(Stored dataset items)

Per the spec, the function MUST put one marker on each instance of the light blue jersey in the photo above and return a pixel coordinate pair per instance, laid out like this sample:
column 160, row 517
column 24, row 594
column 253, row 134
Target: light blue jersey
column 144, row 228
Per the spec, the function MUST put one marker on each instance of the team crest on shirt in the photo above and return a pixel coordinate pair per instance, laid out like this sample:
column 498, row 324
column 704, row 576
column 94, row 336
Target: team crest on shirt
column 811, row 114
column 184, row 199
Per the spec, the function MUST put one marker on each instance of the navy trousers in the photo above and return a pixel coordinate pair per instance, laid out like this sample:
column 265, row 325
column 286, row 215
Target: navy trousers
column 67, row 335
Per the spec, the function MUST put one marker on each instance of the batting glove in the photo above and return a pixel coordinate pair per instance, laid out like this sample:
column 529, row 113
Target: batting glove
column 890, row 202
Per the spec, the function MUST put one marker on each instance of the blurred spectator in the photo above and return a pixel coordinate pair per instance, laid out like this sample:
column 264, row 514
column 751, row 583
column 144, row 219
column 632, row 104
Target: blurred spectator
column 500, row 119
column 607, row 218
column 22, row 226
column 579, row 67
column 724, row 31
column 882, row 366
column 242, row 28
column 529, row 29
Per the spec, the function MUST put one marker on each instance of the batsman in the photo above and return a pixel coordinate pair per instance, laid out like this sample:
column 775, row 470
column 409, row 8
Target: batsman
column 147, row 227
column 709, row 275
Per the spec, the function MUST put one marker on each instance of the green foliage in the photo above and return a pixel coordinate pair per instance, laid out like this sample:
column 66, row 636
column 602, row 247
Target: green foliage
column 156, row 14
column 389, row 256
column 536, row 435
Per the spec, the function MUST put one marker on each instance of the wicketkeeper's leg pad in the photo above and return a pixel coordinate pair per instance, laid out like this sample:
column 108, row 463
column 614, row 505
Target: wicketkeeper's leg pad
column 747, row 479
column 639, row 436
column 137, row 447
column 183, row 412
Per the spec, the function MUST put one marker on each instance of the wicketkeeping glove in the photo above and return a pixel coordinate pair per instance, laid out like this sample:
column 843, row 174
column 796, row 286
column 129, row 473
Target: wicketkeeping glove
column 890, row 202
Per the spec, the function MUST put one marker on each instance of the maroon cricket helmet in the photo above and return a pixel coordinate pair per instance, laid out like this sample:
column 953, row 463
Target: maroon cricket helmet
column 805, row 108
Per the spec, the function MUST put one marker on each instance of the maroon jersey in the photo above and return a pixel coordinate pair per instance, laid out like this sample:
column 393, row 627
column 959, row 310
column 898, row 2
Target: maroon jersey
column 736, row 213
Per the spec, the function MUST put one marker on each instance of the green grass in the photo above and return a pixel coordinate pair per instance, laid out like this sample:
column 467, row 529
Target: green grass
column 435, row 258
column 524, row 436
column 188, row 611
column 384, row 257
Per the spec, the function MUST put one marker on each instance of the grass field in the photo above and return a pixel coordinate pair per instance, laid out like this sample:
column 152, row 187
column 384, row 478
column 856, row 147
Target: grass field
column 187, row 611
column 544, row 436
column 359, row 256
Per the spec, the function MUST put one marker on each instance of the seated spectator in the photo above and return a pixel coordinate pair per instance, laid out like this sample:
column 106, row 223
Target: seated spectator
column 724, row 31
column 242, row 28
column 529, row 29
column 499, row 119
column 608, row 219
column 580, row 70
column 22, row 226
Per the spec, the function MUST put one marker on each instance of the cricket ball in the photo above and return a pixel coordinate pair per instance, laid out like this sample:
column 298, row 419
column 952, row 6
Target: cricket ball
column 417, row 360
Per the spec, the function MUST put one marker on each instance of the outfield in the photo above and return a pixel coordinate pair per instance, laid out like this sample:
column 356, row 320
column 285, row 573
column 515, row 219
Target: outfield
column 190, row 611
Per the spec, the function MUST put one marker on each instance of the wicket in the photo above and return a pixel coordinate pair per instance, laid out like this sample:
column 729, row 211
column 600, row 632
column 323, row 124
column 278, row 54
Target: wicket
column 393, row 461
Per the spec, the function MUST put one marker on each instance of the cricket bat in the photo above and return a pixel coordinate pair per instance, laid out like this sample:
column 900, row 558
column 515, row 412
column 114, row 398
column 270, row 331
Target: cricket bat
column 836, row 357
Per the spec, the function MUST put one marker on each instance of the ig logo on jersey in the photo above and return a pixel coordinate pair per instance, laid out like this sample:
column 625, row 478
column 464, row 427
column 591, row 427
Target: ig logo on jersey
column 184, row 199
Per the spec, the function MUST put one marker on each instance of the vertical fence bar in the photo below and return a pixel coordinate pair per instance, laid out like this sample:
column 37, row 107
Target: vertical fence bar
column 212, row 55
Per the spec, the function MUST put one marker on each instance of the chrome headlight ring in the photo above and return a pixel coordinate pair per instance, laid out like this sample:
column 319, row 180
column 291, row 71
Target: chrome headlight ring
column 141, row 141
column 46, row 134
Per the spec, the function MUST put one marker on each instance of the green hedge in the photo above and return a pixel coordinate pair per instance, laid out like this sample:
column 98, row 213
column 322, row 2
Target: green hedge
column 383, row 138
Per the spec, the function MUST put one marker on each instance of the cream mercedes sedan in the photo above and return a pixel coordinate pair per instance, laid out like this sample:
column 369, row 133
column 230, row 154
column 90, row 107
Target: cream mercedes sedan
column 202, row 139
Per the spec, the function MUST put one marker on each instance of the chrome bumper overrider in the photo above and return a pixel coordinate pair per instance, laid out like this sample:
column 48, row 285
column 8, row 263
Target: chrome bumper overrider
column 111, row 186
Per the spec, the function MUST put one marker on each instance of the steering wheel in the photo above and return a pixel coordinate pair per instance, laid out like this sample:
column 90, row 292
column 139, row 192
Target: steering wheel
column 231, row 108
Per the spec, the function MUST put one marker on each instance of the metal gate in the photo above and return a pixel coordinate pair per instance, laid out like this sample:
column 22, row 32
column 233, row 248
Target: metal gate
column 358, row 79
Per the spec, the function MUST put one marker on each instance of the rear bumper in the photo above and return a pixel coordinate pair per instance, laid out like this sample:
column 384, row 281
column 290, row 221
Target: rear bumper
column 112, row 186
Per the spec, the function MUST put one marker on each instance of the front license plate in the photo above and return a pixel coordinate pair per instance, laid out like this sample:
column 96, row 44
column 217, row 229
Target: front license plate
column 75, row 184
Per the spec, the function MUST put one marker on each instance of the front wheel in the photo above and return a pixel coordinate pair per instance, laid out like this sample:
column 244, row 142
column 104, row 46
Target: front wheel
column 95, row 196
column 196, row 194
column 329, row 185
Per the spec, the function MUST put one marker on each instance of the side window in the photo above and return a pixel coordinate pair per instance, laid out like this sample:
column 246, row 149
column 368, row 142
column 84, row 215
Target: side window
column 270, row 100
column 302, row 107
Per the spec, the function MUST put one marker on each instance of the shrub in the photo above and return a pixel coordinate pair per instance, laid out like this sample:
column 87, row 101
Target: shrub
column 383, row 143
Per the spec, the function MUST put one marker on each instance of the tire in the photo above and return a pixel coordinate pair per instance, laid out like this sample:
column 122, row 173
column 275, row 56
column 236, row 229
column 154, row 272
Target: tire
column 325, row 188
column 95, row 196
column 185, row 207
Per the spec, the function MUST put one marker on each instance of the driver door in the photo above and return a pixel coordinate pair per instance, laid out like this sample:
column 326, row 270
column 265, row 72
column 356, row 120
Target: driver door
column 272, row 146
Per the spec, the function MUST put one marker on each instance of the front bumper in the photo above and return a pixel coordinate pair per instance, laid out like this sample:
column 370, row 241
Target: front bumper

*Work required*:
Reproduce word for word the stretch of the rows above from the line containing "the wicket in" through the line containing "column 212, row 55".

*Completed exercise*:
Per the spec, the function MUST put one marker on each instance of the wicket in the photo above and return a pixel coordinate pair per instance, laid out like this sample:
column 729, row 211
column 600, row 632
column 323, row 124
column 278, row 54
Target: wicket
column 393, row 461
Per the spec, the function MUST put one marker on each instance of the cricket bat in the photo above and return a pixel coordinate pair per instance, laid out like this sample:
column 900, row 558
column 515, row 412
column 114, row 398
column 270, row 331
Target: cricket bat
column 836, row 357
Per the spec, the function MUST put one marker on each instance of the ig logo on jersey in the photo above and return a pixel coordinate pair per instance, laid out like this sample:
column 625, row 478
column 464, row 427
column 591, row 427
Target: ig logo on jersey
column 184, row 199
Per the spec, the function MUST put one marker on each instance of the vertical fence bar in the photo below and return a pixel coordinate pair per instance, laid out like this sample:
column 37, row 107
Target: vertical fence bar
column 212, row 55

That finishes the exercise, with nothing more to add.